_Work required_:
Can you extend the forum thread about the goat shelter from where it stops?

_Text excerpt_:
__________

# Help with goat shelter is this gonna work? Ideas?



## Dovahkiin (Jun 13, 2020)

I have two nigerian dwarf goats both females coming to us the last week of July they will both be 8 weeks old and weaned. We found this for super cheap and it's very sturdy but it definitely needs some work. It was designed for a rather large and aggressive dog so Im thinking it will hold up fairly well. We are planning on putting new roofing material of some kind on top its regular house asphalt tile roofing now but its falling off. We are gonna scrub it and repaint it and add a foot of wood around the base of it to fix were the previous tenant had a few midnight snacks. We are also think of adding a door for better clean out and a hay rack feeder inside. Do I need to add some kind of door to the opening for them? The backyard is fenced with a 6 foot high fence and we have a great dane whose bark usually drives off predators in the area. I was thinking of adding a little 4foot high fence in the front like a play area and then letting them out in the mornings like I do my chickens. Are these good ideas? Will this work at all? This is my first time with goats and I want to give them the best home possible!


----------



## Dovahkiin (Jun 13, 2020)

This is it from farther away I have a nice area around it I was thinking of growing alfalfa for them


----------



## frustratedearthmother (Jun 13, 2020)

Pretty view!


----------



## CntryBoy777 (Jun 13, 2020)

.....I know ya are excited!!....

__________

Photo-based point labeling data
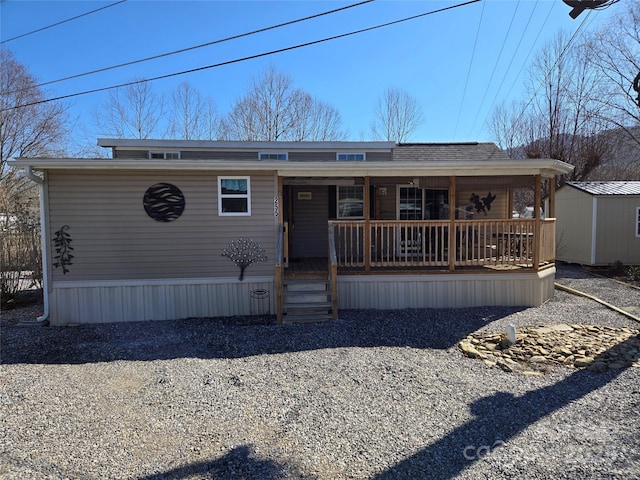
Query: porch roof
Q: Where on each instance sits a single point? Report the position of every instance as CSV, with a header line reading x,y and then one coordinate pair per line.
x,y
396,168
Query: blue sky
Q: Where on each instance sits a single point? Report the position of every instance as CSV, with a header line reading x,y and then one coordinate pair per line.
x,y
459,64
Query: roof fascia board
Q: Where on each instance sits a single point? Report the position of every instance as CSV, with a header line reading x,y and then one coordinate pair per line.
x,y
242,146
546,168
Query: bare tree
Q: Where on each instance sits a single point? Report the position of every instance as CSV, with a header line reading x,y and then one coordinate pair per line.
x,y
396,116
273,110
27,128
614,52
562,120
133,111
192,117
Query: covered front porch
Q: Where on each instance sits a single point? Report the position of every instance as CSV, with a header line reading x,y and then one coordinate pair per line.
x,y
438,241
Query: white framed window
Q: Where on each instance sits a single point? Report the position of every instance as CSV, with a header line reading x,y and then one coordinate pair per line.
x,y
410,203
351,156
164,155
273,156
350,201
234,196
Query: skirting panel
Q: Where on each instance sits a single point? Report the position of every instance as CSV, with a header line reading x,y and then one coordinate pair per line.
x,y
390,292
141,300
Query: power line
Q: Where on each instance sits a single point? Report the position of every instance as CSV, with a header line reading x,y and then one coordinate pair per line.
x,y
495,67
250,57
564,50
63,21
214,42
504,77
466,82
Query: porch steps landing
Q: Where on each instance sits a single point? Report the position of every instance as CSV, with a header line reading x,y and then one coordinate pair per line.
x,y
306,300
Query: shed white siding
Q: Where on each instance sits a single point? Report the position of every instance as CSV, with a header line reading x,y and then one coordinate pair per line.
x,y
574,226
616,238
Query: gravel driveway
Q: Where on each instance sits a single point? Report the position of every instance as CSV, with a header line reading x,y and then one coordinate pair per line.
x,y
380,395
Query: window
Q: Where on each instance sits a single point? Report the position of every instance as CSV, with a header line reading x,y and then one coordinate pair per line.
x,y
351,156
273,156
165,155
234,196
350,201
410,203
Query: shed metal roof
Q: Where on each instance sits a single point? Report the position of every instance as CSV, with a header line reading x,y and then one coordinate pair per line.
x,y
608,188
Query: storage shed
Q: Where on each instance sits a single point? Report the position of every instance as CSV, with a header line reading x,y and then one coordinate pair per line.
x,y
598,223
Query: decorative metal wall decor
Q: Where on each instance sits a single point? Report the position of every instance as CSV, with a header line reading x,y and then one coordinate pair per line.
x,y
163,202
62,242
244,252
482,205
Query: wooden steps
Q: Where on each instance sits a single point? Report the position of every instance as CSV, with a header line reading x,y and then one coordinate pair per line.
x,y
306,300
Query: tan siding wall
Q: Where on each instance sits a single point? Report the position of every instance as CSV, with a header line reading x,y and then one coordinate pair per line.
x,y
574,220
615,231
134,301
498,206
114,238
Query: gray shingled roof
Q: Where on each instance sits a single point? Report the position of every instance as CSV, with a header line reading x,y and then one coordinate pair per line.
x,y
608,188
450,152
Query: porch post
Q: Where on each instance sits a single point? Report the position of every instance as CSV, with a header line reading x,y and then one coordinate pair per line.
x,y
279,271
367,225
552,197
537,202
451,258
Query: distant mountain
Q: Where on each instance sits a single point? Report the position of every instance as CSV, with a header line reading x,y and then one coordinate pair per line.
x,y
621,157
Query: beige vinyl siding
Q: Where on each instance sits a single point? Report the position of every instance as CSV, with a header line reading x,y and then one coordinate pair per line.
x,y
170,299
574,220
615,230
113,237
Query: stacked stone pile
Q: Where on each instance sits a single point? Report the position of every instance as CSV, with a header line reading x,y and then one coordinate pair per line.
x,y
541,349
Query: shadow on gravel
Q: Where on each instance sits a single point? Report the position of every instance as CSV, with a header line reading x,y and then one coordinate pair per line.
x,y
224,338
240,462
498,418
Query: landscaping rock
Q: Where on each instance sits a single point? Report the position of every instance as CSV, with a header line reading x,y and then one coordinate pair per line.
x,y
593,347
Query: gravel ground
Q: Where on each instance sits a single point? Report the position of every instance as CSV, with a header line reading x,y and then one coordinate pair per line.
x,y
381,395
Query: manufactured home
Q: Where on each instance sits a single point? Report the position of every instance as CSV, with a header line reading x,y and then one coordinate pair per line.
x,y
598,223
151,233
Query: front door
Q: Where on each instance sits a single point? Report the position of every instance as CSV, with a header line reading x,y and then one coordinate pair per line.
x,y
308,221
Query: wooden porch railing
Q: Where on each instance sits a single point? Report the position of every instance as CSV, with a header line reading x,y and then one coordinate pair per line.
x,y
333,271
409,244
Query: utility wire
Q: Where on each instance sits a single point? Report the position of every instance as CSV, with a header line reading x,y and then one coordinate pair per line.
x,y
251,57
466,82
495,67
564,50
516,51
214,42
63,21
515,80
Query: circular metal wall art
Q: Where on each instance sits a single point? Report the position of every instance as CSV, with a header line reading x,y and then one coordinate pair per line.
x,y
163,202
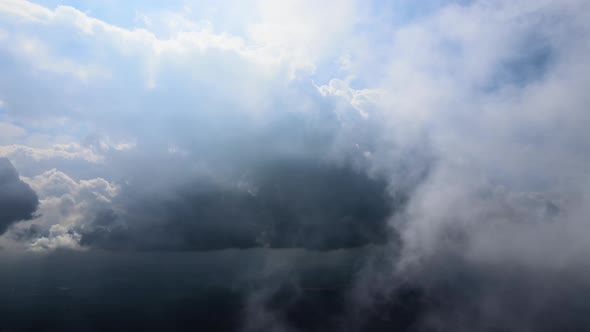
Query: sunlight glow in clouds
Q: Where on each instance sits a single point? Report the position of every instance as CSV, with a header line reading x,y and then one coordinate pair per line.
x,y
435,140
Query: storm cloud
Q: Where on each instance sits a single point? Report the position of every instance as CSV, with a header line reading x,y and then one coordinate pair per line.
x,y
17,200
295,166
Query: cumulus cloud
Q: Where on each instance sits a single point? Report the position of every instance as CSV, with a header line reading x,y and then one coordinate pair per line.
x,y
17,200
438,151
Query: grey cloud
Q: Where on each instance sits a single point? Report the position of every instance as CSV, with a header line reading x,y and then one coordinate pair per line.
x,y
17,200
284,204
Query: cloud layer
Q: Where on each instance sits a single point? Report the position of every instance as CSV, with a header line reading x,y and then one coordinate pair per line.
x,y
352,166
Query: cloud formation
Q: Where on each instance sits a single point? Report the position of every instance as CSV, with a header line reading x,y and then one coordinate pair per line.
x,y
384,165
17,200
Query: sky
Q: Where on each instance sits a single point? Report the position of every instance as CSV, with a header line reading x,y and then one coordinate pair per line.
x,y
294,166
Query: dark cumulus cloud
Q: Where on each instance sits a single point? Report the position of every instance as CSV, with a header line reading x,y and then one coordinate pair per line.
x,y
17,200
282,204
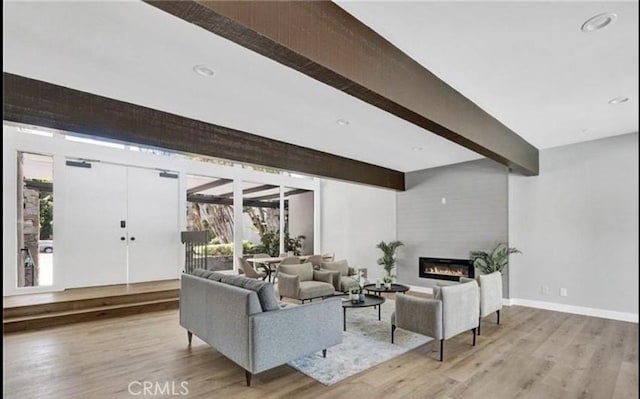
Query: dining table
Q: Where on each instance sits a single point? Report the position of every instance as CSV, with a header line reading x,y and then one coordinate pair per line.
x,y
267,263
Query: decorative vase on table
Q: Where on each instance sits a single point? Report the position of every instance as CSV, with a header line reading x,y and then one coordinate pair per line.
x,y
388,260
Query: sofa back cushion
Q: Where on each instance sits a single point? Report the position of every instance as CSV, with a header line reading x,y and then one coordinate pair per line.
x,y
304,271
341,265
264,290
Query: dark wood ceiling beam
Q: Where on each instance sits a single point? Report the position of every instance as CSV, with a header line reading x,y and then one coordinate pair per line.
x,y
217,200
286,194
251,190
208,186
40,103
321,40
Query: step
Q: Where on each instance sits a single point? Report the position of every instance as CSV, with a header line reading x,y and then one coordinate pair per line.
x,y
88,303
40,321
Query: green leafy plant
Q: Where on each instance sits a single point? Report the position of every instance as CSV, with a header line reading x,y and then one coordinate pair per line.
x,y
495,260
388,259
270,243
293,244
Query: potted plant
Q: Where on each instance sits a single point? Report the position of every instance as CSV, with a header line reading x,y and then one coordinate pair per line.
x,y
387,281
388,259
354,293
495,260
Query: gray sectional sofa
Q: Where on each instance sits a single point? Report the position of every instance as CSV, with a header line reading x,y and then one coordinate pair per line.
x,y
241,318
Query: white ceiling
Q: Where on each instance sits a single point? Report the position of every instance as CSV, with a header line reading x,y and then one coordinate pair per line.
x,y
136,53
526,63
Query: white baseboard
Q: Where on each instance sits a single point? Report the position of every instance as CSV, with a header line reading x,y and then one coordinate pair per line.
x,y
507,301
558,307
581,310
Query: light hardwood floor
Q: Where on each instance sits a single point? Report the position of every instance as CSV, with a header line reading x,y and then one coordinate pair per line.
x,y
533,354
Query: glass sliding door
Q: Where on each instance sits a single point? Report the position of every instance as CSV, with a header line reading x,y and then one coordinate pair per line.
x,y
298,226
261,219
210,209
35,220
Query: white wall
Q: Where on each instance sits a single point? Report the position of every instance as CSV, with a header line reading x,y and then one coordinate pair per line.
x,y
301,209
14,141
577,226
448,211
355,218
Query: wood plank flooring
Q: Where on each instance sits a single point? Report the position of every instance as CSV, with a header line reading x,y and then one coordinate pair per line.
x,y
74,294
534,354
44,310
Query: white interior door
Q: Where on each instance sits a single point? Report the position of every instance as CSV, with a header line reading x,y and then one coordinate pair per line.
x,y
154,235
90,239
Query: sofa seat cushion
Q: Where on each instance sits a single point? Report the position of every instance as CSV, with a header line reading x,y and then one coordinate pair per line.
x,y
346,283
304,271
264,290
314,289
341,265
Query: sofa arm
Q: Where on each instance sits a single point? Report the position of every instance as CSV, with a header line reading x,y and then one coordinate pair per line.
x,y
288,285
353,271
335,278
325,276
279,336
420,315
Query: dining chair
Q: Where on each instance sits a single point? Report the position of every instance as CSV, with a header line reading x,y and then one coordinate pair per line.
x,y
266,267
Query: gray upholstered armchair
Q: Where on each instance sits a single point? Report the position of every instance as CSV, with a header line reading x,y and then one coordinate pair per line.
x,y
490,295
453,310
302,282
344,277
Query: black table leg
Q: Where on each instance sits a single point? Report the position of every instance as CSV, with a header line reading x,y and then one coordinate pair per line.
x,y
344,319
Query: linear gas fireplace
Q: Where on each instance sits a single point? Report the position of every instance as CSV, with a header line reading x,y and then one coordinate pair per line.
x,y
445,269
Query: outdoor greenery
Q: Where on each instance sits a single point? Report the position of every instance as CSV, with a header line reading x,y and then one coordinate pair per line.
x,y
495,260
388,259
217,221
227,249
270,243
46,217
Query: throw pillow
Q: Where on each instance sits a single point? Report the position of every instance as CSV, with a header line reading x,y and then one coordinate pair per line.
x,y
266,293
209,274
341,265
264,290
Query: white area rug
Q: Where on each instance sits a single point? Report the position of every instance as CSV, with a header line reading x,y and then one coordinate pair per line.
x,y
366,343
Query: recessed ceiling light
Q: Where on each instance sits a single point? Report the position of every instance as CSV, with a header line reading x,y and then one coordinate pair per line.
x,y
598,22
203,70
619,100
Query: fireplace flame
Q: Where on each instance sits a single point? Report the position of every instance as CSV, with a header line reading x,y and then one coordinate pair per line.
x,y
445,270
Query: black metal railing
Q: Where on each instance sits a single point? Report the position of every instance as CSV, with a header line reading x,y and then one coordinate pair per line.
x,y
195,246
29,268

__________

_Response for this exercise_:
There are a few things to consider about your "plans"....I've never had nigerian dwarf goats, but have had meat goats....all goats need a well ventilated shelter and ya need room to be able to work around them in case of an emergency....they do not like being wet and will stay inside during rainy weather....this means there will be plenty of waste inside, because they respond to the urge and let it go....in a shelter as ya have it, the ammonia will build up and can create respiratory issues for them....also, the fencing should be a knotted wire fence....many animals and humans have been injured with welded wire, as the welds are easily popped and the wires separate....goats will put pressure on any fence....even smaller goats....and they can jump much higher than ya might think....they are curious and think it is their "job" to test every inch of your enclosure for "weaknesses" to show ya, so ya can fix em...........another thing to consider is how far from the house are they....reason...ya may have to tend to them in bad weather and ya may even have to shelter with them to feed em or to wait out a downpour....so, these are things to mull over and think thru before ya get things setup and then have to change it after ya get them....


----------



## Dovahkiin (Jun 13, 2020)

frustratedearthmother said:


> Pretty view!


Thank you!


----------



## Dovahkiin (Jun 13, 2020)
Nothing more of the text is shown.